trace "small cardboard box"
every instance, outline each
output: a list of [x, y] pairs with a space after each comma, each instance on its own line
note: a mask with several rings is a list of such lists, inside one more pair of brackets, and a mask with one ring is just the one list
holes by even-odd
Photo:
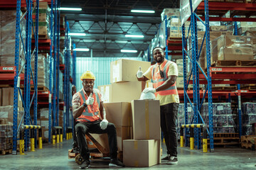
[[121, 59], [110, 64], [110, 83], [137, 81], [136, 74], [139, 67], [145, 72], [150, 67], [149, 62]]
[[[146, 87], [153, 86], [151, 83], [146, 83]], [[139, 99], [145, 83], [130, 81], [113, 83], [98, 86], [104, 102], [131, 102]]]
[[149, 167], [159, 164], [157, 140], [128, 140], [123, 141], [123, 159], [126, 166]]
[[132, 101], [134, 140], [160, 140], [160, 103], [158, 100]]
[[116, 126], [132, 126], [132, 106], [129, 102], [104, 103], [107, 120]]
[[123, 140], [132, 139], [132, 126], [116, 126], [117, 149], [123, 150]]

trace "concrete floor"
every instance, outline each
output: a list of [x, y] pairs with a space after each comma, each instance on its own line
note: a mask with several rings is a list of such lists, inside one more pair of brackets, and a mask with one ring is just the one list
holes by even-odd
[[[26, 155], [0, 155], [0, 169], [79, 169], [74, 159], [68, 159], [72, 140], [53, 145], [44, 144], [43, 149], [26, 152]], [[166, 155], [164, 144], [163, 154]], [[108, 160], [91, 162], [93, 169], [108, 169]], [[159, 164], [149, 168], [122, 169], [256, 169], [256, 152], [238, 147], [217, 147], [215, 152], [203, 154], [188, 147], [178, 148], [177, 165]]]

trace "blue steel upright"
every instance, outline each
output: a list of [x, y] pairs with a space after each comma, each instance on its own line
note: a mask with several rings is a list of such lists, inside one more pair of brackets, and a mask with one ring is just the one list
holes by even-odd
[[53, 0], [50, 2], [50, 54], [49, 54], [49, 125], [48, 125], [48, 143], [51, 142], [51, 129], [52, 129], [52, 77], [53, 77]]
[[214, 152], [213, 142], [213, 94], [212, 81], [210, 72], [210, 28], [209, 28], [209, 6], [208, 1], [205, 0], [205, 19], [206, 19], [206, 58], [207, 58], [207, 81], [208, 91], [208, 110], [209, 110], [209, 137], [210, 152]]
[[[38, 18], [39, 18], [39, 0], [36, 0], [36, 30], [34, 33], [35, 38], [35, 67], [34, 67], [34, 95], [33, 95], [33, 125], [37, 125], [37, 109], [38, 109]], [[37, 137], [37, 130], [34, 130], [35, 134], [35, 147], [36, 147], [36, 137]]]
[[[187, 68], [186, 68], [186, 52], [185, 52], [185, 49], [186, 47], [186, 35], [185, 35], [185, 26], [184, 25], [182, 26], [182, 55], [183, 55], [183, 90], [184, 90], [184, 119], [185, 119], [185, 124], [188, 124], [188, 98], [187, 98], [187, 95], [186, 95], [186, 91], [188, 90], [188, 86], [187, 86]], [[189, 137], [188, 137], [188, 134], [187, 134], [187, 130], [186, 130], [185, 128], [185, 132], [184, 132], [184, 136], [185, 136], [185, 146], [188, 147], [188, 139]]]
[[[25, 81], [24, 81], [24, 125], [30, 125], [30, 89], [31, 89], [31, 26], [32, 26], [32, 5], [33, 1], [28, 0], [27, 3], [27, 14], [26, 23], [26, 61], [25, 61]], [[29, 144], [29, 130], [25, 130], [24, 150], [27, 151]]]
[[60, 108], [60, 101], [59, 101], [59, 91], [60, 91], [60, 1], [57, 1], [58, 3], [58, 26], [57, 26], [57, 108], [56, 108], [56, 125], [59, 125], [59, 108]]
[[[21, 26], [21, 0], [17, 0], [16, 23], [15, 31], [15, 76], [14, 91], [14, 126], [13, 126], [13, 154], [17, 154], [17, 135], [18, 135], [18, 60], [19, 60], [19, 31]], [[18, 85], [18, 86], [17, 86]]]
[[58, 91], [56, 91], [56, 84], [57, 84], [57, 74], [56, 74], [56, 67], [57, 67], [57, 0], [54, 1], [54, 34], [53, 34], [53, 127], [56, 125], [56, 94]]

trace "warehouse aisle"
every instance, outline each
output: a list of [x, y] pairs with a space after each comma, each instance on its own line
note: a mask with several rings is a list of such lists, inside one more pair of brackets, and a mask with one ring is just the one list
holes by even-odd
[[[68, 159], [68, 150], [71, 144], [70, 140], [55, 146], [44, 144], [43, 149], [26, 152], [26, 155], [0, 155], [0, 169], [79, 169], [75, 160]], [[185, 147], [178, 148], [178, 154], [177, 165], [159, 164], [139, 169], [256, 169], [256, 152], [248, 149], [218, 147], [214, 153], [203, 154]], [[93, 161], [90, 169], [110, 169], [108, 162], [107, 160]], [[122, 169], [129, 169], [132, 168]]]

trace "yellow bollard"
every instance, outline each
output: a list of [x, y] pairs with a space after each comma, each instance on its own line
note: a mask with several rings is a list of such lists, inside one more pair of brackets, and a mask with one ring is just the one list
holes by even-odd
[[184, 147], [184, 138], [183, 136], [181, 136], [181, 147]]
[[193, 138], [193, 128], [190, 128], [190, 148], [191, 150], [193, 150], [194, 149], [194, 138]]
[[31, 151], [35, 152], [35, 138], [34, 138], [34, 130], [31, 129]]
[[207, 130], [203, 128], [203, 152], [207, 153], [208, 152], [208, 145], [207, 145]]
[[184, 147], [184, 132], [183, 132], [183, 128], [181, 128], [181, 147]]
[[21, 154], [21, 155], [25, 154], [24, 154], [24, 140], [20, 140], [20, 154]]
[[31, 151], [35, 152], [35, 138], [31, 138]]
[[43, 149], [43, 141], [42, 141], [42, 137], [38, 137], [38, 149]]

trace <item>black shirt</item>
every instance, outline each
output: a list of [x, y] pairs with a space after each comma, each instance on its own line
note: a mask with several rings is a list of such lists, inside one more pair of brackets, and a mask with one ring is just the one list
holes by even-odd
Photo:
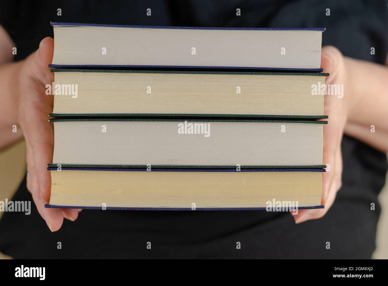
[[[336, 46], [346, 56], [383, 64], [388, 51], [388, 12], [383, 0], [5, 2], [0, 10], [0, 25], [17, 47], [16, 60], [36, 50], [45, 37], [53, 37], [50, 21], [326, 27], [322, 45]], [[148, 8], [150, 17], [146, 14]], [[330, 16], [326, 16], [328, 8]], [[241, 16], [236, 16], [237, 8]], [[372, 47], [374, 55], [370, 53]], [[75, 222], [65, 220], [59, 231], [52, 233], [33, 205], [29, 216], [4, 214], [0, 251], [14, 258], [370, 258], [386, 158], [346, 136], [342, 148], [343, 187], [327, 213], [318, 220], [296, 225], [289, 214], [265, 211], [84, 210]], [[25, 179], [12, 200], [32, 200]], [[372, 202], [375, 211], [370, 209]], [[148, 242], [151, 250], [147, 249]], [[327, 242], [330, 249], [325, 247]]]

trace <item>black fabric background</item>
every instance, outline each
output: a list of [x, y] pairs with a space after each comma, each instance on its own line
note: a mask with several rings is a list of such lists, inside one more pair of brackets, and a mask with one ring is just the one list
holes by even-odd
[[[17, 47], [16, 60], [53, 36], [49, 22], [159, 26], [326, 27], [322, 45], [380, 64], [388, 51], [385, 1], [2, 1], [0, 25]], [[57, 16], [61, 8], [62, 16]], [[152, 9], [152, 16], [146, 9]], [[241, 16], [236, 16], [239, 8]], [[325, 15], [331, 10], [331, 16]], [[370, 49], [376, 49], [376, 54]], [[365, 95], [367, 96], [367, 95]], [[330, 119], [329, 119], [330, 124]], [[326, 215], [296, 225], [289, 214], [262, 211], [84, 210], [52, 233], [31, 214], [6, 212], [0, 251], [14, 258], [369, 258], [375, 247], [385, 182], [385, 154], [350, 137], [342, 142], [343, 186]], [[13, 200], [32, 200], [24, 181]], [[376, 210], [370, 204], [376, 204]], [[62, 249], [57, 249], [57, 242]], [[152, 249], [146, 248], [151, 242]], [[240, 242], [241, 249], [236, 249]], [[330, 242], [330, 249], [326, 249]]]

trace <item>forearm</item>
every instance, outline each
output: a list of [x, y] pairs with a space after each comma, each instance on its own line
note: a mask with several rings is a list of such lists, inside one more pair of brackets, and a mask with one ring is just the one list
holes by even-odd
[[[0, 65], [0, 149], [23, 138], [18, 121], [18, 78], [22, 61]], [[16, 129], [13, 127], [16, 126]], [[16, 131], [16, 132], [15, 132]]]
[[344, 97], [349, 101], [345, 133], [386, 152], [388, 67], [349, 58], [344, 60], [349, 83], [344, 86]]

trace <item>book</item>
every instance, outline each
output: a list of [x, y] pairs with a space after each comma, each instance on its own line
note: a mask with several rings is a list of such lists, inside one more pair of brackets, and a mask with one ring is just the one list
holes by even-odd
[[326, 121], [56, 118], [53, 163], [236, 166], [322, 164]]
[[312, 93], [314, 85], [324, 86], [327, 74], [52, 71], [52, 116], [327, 117], [323, 93]]
[[55, 39], [52, 67], [322, 71], [324, 28], [51, 25]]
[[272, 210], [278, 202], [290, 208], [323, 207], [322, 169], [48, 169], [46, 207]]

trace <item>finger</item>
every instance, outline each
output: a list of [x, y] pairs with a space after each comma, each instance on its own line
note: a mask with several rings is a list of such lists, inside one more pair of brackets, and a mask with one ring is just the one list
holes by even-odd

## Exercise details
Copy the items from their first line through the line containing "149], [123, 150]]", including both ends, and leave the pictures out.

## Solved exercise
trace "small cardboard box"
every instance, outline each
output: a list of [x, y] pairs with a space after each comma, each instance on its own line
note: a mask with several rings is a list of such lists, inside one more pair of brackets, and a mask with one ring is just the one list
holes by even-odd
Photo:
[[121, 59], [110, 64], [110, 83], [137, 81], [136, 74], [139, 67], [145, 72], [150, 67], [149, 62]]
[[[146, 87], [153, 86], [151, 83], [146, 83]], [[139, 99], [145, 83], [130, 81], [113, 83], [98, 86], [104, 102], [131, 102]]]
[[149, 167], [159, 164], [157, 140], [128, 140], [123, 141], [123, 159], [126, 166]]
[[132, 101], [134, 140], [160, 140], [160, 103], [158, 100]]
[[116, 126], [132, 126], [132, 106], [129, 102], [104, 103], [107, 120]]
[[123, 140], [132, 139], [132, 126], [116, 126], [117, 149], [123, 150]]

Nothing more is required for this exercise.